TO BE DONE >>
[1] In the blog post about Barack Obama's "hoodwink" line, how large was the crowd he addressed in Birmingham?
[2] Carry the blog post about Barack Obama's "hoodwink" line forward, starting right after its last sentence.

EXTRACT PROVIDED >>
Taylor Marsh is a jerk

March 15th, 2008

Don’t know why I put myself through this, but I just counted several instances where Taylor Marsh accuses Barack Obama of playing the “hoodwink” card in South Carolina and Mississippi–presumably some sort of political crime because he’s been caught speaking in coded language to his black supporters. Now, I saw Obama throw this line out, which has been a standard part of his stump speech for months, in Baltimore in front of an audience that was probably half-or-so white, but Baltimore’s a majority black city and Obama was trying to get out the vote for his largely black supporters in Downtown and West Baltimore, so I decided to see if there’s any veracity to T. Marsh’s claims (from what I gather, there generally isn’t, but let’s give her a fair shake).

Turns out, Obama’s used that exact language in practically every state he’s campaigned in since South Carolina.

Alabama

However, he rebutted efforts to besmirch his character in Birmingham, a cradle of the civil rights movement, where he addressed a cheering, racially mixed crowd of 10,000.

“That’s just the same dirty tricks. That’s old-style politics, trying to bamboozle you, trying to hoodwink you, running the okie-doke on you.”

MATERIAL SHOWN >>
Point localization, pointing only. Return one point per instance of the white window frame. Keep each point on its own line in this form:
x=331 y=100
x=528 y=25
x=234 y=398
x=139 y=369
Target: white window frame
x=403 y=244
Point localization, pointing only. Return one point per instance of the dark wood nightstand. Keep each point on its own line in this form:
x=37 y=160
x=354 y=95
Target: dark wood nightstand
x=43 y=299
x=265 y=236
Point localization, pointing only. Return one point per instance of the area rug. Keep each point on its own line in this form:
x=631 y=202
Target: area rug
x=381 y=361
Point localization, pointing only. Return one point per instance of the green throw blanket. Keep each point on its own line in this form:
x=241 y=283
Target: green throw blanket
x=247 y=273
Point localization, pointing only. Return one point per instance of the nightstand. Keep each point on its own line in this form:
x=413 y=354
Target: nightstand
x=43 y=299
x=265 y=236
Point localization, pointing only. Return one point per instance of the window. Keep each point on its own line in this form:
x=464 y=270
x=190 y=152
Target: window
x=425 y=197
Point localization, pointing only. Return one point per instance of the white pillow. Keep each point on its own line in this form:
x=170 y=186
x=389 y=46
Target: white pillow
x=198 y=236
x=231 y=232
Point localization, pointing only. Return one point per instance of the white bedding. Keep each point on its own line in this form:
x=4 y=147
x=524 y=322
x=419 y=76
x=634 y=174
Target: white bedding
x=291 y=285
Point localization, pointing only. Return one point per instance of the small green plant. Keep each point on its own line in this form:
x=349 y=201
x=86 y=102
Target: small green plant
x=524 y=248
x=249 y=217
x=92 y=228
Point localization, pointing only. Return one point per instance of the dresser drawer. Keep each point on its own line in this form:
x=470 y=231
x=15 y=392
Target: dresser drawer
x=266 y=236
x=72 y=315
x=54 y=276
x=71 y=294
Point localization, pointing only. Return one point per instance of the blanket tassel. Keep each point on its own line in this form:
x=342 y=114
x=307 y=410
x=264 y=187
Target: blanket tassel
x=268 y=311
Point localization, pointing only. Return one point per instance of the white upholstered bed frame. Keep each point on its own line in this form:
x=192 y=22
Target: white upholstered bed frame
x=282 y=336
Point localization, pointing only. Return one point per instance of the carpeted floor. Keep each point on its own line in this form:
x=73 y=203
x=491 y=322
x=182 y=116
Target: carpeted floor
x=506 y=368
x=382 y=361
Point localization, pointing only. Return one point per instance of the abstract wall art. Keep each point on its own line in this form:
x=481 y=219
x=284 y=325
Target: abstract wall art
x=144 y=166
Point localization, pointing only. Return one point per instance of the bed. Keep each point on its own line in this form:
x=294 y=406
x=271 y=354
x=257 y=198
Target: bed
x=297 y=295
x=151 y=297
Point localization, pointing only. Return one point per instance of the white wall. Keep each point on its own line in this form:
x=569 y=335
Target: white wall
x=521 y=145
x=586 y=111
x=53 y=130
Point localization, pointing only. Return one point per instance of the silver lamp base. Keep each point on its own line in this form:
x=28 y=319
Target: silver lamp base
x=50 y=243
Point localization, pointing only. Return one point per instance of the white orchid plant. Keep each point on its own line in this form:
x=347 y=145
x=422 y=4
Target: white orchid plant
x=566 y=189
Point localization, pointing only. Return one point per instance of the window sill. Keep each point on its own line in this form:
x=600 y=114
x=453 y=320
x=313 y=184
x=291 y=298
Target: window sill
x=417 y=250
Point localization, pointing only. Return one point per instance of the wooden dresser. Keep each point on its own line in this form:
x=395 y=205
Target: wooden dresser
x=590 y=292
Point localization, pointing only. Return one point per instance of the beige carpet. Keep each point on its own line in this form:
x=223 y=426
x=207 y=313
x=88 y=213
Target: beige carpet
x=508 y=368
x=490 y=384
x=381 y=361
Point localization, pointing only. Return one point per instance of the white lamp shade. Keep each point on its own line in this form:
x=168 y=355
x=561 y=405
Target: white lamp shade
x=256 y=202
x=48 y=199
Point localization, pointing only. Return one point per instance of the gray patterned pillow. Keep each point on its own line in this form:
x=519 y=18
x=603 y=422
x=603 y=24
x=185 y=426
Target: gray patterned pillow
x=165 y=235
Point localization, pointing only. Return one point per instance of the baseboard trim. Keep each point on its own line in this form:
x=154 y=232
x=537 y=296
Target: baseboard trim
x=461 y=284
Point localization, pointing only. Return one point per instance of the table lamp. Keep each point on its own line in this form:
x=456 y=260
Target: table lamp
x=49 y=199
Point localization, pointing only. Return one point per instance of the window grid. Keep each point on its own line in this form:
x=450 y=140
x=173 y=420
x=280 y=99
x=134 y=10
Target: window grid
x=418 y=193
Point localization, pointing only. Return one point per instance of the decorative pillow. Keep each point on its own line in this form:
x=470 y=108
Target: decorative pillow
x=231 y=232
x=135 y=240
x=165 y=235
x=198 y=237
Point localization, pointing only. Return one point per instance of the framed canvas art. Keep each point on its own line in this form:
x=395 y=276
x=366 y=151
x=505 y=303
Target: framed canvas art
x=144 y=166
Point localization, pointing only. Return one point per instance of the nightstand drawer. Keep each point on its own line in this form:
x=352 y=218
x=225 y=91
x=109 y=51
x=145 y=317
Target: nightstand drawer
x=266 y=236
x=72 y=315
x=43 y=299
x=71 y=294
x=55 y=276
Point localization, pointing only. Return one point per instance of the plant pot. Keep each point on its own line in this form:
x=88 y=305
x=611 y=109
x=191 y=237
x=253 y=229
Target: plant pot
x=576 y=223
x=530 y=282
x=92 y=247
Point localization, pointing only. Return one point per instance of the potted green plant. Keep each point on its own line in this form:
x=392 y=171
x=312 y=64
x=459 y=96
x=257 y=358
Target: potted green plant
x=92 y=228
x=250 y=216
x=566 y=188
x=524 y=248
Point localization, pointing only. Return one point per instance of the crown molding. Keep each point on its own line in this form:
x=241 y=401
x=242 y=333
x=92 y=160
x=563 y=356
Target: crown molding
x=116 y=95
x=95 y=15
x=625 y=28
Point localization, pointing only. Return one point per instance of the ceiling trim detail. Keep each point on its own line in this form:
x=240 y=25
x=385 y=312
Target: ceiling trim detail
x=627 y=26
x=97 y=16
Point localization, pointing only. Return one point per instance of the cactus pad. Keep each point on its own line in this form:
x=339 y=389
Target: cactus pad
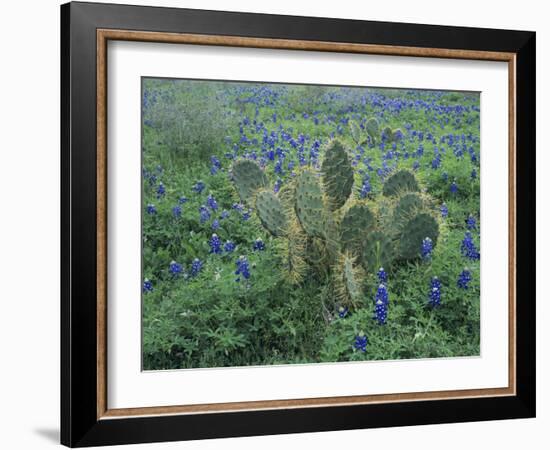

SOLVED PROBLEMS >>
[1] A cheering, racially mixed crowd of 10,000.

[2]
“This election … it’s not a black or white issue, it’s not a young or old issue it’s a past issue versus a future issue,” Obama said in an impassioned speech at the University of Alabama. “… This is our moment. This is our time.

California

On stage in front of a “change” banner at a fund-raiser at the Avalon club in Hollywood, Barack Obama reprised his his ‘bamboozled” line last night for an audience that included celebrities. (Quentin Tarantino!). “It’s the typical response against a movement for change,” he said. “[It] happens, by the way, every time. It’s fascinating, you know, Bill Clinton was confronted with the same stuff back in the 90s. And now, you know, things go full circle.”

Missouri

Browsing the language news online recently, I found a lively debate under way at the MSNBC politics blog. The item sparking the discussion was a note on Barack Obama’s colloquial language; he was already telling voters not to be bamboozled or hoodwinked by his opponents, not to fall for the okey-doke. And in St. Louis, the MSNBC reporter said (mistakenly, it now appears), he added hornswoggled to the list.

Different context; don’t know where

Obama wants multi-year prison sentences for bankers and others who “hoodwink” poor people into homes beyond their means, and as with some in Congress, he wants bankruptcy judges to be able to change the terms of mortgage contracts.

Osh Kosh, WI

“They will try to bamboozle you, hoodwink you, run the okey-doke on you,” Obama likes to warn of his foes.

Boston, MA

I am not going to cower and quake because the big, bad Republican machine is coming. Because they practiced that old politics. Yes, we have had it with ???. We know the games, the tricks, the bamboozle.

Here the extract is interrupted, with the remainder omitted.